Your task » Each entry must be returned exactly. None may be omitted.

*** Opening of Provided data ***

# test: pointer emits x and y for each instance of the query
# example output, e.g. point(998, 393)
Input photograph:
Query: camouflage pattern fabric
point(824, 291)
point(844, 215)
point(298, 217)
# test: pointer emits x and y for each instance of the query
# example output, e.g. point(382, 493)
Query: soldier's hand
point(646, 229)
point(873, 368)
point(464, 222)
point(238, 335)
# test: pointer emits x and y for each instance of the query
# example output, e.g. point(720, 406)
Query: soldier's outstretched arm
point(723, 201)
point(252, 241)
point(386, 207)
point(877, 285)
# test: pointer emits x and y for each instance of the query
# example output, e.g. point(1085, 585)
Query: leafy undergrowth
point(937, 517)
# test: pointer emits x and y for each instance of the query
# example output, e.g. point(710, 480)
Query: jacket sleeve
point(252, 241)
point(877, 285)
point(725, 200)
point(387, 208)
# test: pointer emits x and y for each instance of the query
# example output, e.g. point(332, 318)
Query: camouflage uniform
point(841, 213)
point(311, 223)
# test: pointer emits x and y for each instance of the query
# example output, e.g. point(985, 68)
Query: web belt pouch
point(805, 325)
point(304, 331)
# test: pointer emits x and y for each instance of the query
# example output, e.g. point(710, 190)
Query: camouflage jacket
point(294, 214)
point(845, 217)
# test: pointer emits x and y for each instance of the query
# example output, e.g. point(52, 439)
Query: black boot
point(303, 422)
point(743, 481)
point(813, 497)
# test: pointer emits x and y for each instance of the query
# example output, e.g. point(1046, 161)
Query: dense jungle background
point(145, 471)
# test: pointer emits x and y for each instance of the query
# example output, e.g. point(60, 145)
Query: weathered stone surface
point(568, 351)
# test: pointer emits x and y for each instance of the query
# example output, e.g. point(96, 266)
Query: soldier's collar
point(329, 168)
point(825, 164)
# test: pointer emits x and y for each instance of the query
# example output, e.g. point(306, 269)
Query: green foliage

*** Close of Provided data ***

Answer to this problem »
# test: pointer emits x and y for each instance of the query
# example output, e.g. point(998, 393)
Input photograph:
Query: camouflage pattern fabric
point(824, 291)
point(844, 215)
point(298, 217)
# test: pointer emits x and y for each instance of the query
# example output, e.g. point(382, 493)
Query: soldier's hand
point(646, 229)
point(873, 368)
point(464, 222)
point(238, 335)
# test: pointer emits x and y for each instance of the query
# example output, e.g. point(720, 406)
Query: soldier's outstretched arm
point(723, 201)
point(252, 241)
point(386, 207)
point(877, 285)
# test: pointer emits x and y for each instance of the query
# example output, e.g. point(1085, 585)
Query: leafy undergrowth
point(937, 517)
# test: pointer emits x and y for each instance of the query
# example output, e.g. point(710, 480)
Query: jacket sleeve
point(252, 241)
point(877, 285)
point(725, 200)
point(387, 208)
# test: pointer emits x and y for each instance of the query
# example output, e.g. point(332, 318)
Query: camouflage uniform
point(841, 213)
point(311, 223)
# test: pointer emits x and y for each instance of the query
# example output, e.g. point(985, 68)
Query: web belt pouch
point(805, 325)
point(304, 331)
# test: pointer emits x and y for each instance of the query
# example output, e.g. point(710, 190)
Query: camouflage jacket
point(294, 214)
point(845, 217)
# test: pointer emits x and y for each instance of the query
# example output, e.g. point(52, 439)
Query: black boot
point(303, 422)
point(743, 481)
point(813, 497)
# test: pointer emits x and y for each instance of the query
# example output, e.g. point(1046, 161)
Query: dense jungle background
point(145, 471)
# test: pointer emits x and y for each instance of the query
# example output, e.g. point(60, 145)
Query: weathered stone surface
point(568, 351)
# test: pointer emits x and y for each instance of the query
# example output, e.g. point(96, 266)
Query: soldier's collar
point(329, 168)
point(825, 164)
# test: pointer emits x and y for each instance of the query
# example output, e.g. point(306, 269)
Query: green foliage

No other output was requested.